=== Task to carry out ===
Please render each line of the listing below as one string in a JSON list, leaving out any blank lines.

+++ Recorded information +++

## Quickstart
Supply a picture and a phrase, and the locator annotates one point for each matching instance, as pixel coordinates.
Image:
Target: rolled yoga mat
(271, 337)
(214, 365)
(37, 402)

+++

=== Reply ===
[
  "## Quickstart",
  "Supply a picture and a phrase, and the locator annotates one point for each matching instance, as pixel coordinates.",
  "Image:",
  "Target: rolled yoga mat",
  "(271, 337)",
  "(214, 365)",
  "(37, 402)"
]